• [EXERCISE]: Reproduce exactly the lines from the one containing "Task: place one keypoint per instance of the polished" through the last line of the data, both ends included.
** Start of MATERIALS PROVIDED **
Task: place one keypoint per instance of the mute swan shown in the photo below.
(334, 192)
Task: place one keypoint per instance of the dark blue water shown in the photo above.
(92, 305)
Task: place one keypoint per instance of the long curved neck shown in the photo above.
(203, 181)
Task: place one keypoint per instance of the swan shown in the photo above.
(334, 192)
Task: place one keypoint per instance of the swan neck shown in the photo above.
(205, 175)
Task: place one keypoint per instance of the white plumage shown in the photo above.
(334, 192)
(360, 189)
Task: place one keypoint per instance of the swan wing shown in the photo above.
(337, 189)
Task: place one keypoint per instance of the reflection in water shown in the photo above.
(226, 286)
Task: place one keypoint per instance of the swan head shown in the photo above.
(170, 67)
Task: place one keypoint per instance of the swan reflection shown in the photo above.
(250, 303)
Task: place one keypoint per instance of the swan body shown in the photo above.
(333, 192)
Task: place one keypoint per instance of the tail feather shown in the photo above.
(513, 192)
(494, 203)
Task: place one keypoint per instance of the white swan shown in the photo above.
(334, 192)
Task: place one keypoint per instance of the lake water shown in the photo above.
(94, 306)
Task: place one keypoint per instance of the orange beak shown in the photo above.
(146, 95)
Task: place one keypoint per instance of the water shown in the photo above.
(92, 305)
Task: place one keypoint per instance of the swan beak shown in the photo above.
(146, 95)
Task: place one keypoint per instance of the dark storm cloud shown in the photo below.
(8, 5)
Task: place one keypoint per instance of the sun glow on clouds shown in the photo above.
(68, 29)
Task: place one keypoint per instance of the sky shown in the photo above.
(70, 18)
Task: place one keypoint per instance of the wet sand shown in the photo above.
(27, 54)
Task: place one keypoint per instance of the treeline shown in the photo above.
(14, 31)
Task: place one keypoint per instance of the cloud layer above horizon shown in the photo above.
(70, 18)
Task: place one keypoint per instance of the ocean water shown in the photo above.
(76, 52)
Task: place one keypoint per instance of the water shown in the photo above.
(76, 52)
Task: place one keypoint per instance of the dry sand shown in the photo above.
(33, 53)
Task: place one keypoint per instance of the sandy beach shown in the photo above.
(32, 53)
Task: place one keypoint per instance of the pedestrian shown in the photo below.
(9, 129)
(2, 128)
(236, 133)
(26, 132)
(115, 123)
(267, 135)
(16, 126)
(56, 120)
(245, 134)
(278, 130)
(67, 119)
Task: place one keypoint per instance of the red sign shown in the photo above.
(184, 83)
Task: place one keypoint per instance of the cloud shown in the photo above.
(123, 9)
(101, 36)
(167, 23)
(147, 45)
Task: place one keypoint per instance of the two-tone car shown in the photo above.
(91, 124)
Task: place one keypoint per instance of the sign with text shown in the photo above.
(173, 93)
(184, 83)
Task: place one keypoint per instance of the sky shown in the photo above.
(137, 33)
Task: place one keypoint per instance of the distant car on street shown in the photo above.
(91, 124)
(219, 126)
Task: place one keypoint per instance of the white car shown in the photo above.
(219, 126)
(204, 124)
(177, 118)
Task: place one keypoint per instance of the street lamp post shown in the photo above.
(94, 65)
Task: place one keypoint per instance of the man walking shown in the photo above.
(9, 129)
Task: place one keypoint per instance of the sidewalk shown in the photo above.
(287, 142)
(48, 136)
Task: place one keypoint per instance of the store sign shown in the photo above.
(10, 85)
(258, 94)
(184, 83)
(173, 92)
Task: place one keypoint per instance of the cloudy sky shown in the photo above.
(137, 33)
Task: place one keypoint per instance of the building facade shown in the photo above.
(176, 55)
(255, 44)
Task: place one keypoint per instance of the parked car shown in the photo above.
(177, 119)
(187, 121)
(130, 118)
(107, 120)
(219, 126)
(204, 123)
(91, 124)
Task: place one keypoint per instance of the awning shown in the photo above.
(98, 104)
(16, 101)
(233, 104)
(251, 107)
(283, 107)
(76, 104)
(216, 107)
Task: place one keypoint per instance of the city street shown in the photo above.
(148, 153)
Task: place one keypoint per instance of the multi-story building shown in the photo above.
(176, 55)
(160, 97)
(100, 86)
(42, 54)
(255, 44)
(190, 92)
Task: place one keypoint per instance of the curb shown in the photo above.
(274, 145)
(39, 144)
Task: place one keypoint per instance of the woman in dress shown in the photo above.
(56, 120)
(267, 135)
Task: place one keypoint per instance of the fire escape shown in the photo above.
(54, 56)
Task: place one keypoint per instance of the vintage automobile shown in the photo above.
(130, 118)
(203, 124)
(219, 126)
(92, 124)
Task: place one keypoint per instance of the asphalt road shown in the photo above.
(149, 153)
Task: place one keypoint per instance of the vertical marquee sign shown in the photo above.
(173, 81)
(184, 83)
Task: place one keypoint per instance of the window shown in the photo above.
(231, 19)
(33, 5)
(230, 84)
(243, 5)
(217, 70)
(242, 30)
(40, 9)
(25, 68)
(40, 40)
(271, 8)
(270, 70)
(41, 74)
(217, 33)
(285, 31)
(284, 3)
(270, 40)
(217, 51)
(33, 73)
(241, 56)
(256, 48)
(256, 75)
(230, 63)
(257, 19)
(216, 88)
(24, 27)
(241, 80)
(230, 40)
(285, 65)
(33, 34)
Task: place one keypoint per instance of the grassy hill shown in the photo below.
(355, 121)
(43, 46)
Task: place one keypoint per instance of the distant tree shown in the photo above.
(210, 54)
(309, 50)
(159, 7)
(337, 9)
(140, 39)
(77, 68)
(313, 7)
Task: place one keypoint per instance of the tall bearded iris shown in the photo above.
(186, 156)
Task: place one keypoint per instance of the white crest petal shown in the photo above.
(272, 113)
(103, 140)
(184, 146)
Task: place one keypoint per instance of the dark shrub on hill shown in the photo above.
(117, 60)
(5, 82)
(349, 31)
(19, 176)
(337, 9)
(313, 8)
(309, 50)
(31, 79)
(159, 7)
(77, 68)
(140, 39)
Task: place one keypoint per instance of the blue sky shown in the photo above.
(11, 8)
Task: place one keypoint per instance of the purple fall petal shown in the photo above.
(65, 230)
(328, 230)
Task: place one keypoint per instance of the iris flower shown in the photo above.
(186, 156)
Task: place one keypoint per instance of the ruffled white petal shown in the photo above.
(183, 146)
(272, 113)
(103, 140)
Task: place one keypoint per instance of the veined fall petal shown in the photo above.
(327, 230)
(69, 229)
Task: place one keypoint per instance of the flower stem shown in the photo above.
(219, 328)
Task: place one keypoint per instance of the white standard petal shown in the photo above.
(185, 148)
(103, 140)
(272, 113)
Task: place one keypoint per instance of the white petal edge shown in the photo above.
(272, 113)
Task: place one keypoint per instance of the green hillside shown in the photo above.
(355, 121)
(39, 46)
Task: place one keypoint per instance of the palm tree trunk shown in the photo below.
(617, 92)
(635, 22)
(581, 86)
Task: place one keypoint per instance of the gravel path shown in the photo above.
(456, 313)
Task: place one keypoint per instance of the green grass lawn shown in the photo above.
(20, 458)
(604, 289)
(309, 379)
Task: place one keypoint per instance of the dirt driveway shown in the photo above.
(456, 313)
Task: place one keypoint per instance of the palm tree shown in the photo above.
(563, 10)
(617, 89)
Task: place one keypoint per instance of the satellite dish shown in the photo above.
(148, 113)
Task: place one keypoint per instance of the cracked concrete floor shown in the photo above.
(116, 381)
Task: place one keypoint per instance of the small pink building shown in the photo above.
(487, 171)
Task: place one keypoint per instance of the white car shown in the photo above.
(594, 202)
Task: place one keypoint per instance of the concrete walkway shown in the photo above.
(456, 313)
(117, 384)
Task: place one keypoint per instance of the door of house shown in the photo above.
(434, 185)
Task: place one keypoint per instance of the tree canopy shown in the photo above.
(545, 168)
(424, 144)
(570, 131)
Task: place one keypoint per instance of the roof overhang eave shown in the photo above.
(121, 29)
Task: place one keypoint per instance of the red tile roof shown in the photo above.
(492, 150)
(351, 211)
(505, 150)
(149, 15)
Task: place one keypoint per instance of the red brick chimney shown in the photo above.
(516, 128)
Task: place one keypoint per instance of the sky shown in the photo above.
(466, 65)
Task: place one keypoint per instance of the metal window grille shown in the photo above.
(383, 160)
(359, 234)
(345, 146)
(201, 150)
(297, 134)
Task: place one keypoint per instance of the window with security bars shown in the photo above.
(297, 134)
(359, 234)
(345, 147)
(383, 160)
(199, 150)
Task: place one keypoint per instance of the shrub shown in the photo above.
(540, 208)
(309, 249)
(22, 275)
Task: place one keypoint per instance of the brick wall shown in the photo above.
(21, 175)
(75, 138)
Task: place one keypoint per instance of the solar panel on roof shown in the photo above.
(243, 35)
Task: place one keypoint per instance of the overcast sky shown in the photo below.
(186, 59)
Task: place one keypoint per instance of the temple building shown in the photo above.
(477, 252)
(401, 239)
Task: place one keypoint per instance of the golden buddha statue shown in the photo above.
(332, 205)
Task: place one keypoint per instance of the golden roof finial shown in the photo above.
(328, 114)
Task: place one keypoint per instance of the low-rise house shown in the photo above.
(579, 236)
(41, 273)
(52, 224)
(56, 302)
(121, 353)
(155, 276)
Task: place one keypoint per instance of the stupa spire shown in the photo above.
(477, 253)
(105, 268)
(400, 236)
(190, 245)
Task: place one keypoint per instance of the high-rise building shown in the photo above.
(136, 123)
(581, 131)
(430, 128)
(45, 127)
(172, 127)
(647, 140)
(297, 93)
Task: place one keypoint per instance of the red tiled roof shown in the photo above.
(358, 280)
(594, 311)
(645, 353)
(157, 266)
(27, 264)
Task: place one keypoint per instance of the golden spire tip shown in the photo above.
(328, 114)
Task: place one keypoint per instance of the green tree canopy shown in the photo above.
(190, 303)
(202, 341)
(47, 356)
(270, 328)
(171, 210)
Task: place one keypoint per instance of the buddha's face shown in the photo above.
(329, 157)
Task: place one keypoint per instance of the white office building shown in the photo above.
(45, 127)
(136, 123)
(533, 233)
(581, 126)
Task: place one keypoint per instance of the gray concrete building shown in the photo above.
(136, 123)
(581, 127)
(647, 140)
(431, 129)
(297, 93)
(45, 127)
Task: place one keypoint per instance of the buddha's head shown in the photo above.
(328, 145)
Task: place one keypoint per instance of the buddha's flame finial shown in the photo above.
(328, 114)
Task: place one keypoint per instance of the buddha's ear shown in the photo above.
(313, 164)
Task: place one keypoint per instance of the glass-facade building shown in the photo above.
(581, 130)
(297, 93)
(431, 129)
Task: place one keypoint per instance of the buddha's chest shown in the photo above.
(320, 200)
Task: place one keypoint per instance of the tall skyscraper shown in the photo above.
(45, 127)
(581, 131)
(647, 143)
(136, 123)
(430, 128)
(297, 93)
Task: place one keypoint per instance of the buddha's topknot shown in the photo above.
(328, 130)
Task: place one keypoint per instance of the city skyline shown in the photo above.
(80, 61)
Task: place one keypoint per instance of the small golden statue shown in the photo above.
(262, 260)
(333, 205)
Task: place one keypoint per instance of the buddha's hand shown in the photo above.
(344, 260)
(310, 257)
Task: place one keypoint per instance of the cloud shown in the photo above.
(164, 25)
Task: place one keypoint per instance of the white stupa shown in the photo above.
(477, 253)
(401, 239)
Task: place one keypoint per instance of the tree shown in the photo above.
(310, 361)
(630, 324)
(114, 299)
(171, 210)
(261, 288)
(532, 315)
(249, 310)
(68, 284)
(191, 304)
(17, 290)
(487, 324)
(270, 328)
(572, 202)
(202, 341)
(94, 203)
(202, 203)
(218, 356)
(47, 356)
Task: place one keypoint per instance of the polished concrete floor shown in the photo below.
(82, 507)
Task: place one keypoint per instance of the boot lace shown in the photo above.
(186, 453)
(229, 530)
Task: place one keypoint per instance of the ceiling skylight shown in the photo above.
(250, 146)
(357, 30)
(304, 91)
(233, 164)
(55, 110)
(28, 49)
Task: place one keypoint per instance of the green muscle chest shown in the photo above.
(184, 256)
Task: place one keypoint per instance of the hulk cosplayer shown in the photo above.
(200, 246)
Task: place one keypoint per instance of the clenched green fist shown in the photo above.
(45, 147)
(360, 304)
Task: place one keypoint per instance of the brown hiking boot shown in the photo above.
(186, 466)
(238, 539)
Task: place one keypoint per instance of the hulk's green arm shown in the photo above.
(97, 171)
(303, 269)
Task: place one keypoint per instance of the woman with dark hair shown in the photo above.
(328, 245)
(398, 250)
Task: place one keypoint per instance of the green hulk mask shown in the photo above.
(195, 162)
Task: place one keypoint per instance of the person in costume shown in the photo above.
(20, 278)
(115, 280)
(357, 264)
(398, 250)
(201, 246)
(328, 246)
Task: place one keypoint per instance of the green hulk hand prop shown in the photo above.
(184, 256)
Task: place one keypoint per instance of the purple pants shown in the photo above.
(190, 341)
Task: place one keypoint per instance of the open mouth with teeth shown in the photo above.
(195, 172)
** End of MATERIALS PROVIDED **
• [OUTPUT OF THE EXERCISE]:
Task: place one keypoint per instance of the polished concrete floor shown in the photo below.
(82, 507)
Task: place one keypoint per instance of the boot lace shown in the photo above.
(186, 453)
(229, 530)
Task: place one keypoint per instance of the ceiling skylight shown in the photo above.
(250, 146)
(357, 30)
(304, 91)
(233, 164)
(55, 110)
(28, 49)
Task: place one keypoint per instance of the green muscle chest shown in the photo above.
(184, 256)
Task: place one keypoint per instance of the hulk cosplayer shown in the photo above.
(200, 246)
Task: place one keypoint per instance of the clenched green fist shown in the photo above.
(45, 147)
(360, 304)
Task: place one keypoint per instance of the brown hiking boot shown in the photo above.
(186, 466)
(238, 539)
Task: place one keypoint per instance of the hulk's green arm shown in the photo above.
(97, 171)
(303, 269)
Task: place one keypoint per instance of the woman with dark hair shown in the photo above.
(328, 245)
(398, 250)
Task: place one keypoint per instance of the green hulk mask shown in the photo above.
(195, 162)
Task: place one keypoint per instance of the person in costume shown in the photo above.
(20, 278)
(115, 280)
(357, 264)
(398, 250)
(201, 246)
(328, 246)
Task: place one keypoint per instance of the green hulk hand prop shown in the photo above.
(184, 256)
Task: place one keypoint per instance of the purple pants shown in the photo above.
(190, 341)
Task: place one keypoint per instance of the open mouth with teeth shown in the photo above.
(195, 172)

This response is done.